→ PROVIDED RECORDS
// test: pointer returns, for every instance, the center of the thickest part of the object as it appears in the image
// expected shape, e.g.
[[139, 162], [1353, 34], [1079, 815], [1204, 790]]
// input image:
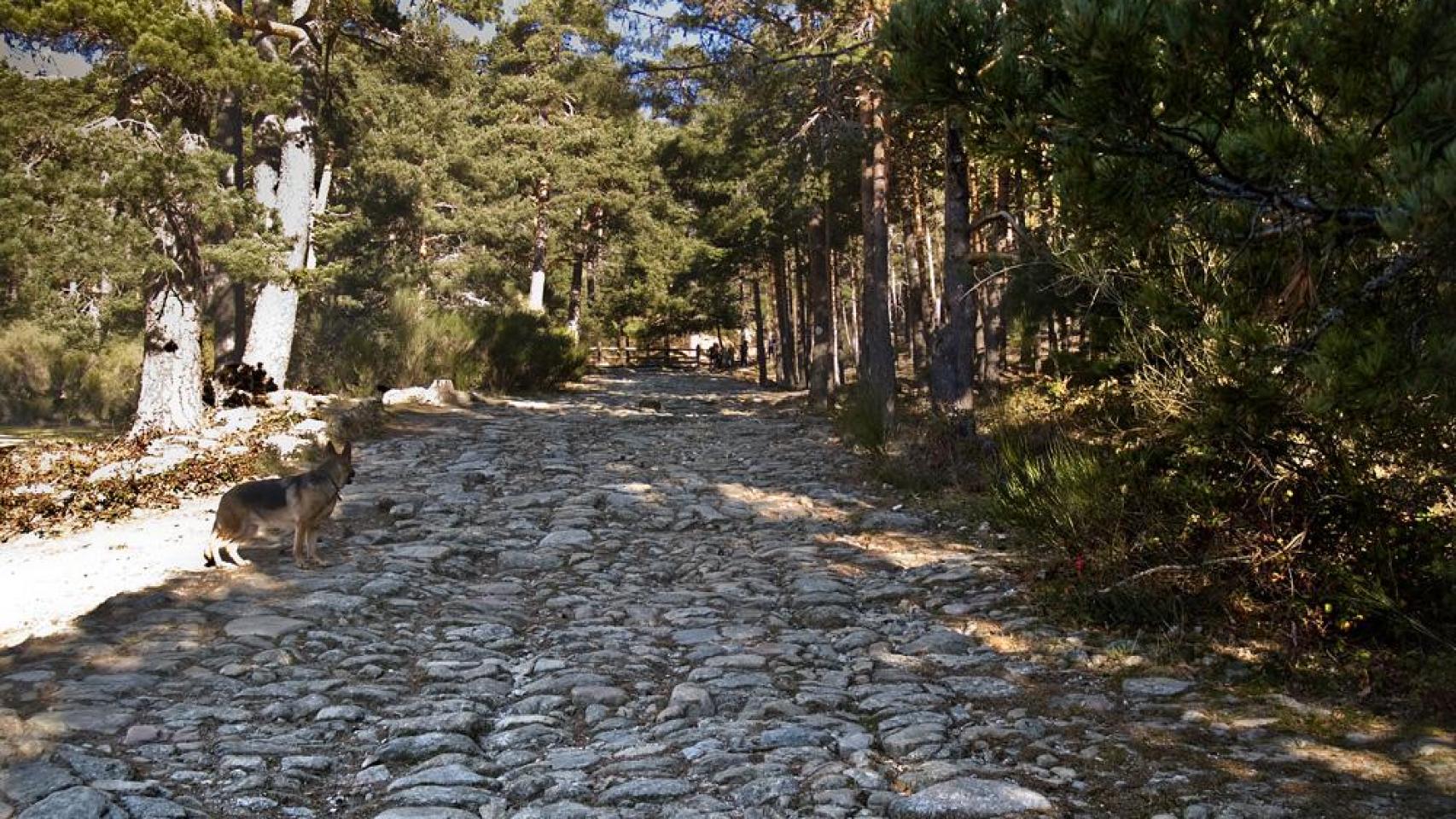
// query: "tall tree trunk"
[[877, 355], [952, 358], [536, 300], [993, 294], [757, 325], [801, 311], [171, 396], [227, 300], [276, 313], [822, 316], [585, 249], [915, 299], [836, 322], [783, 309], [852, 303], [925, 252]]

→ YOUR INSTRUCTIONS
Rewrite every line of the records above as a numbered list. Skip any blank lines and omit the picture.

→ REPLY
1. // test: pointer returns, for every instance, the center of the thickest part of the object as it appears in the image
2. // expected shape, e.g.
3. [[139, 162], [1353, 34], [1079, 815], [1204, 790]]
4. // input image:
5. // query: "tall tree trunk"
6. [[877, 355], [952, 358], [536, 300], [993, 294], [757, 325], [801, 311], [171, 396], [227, 300], [276, 313], [822, 316], [585, 249], [915, 299], [836, 322], [783, 309], [852, 303], [925, 252]]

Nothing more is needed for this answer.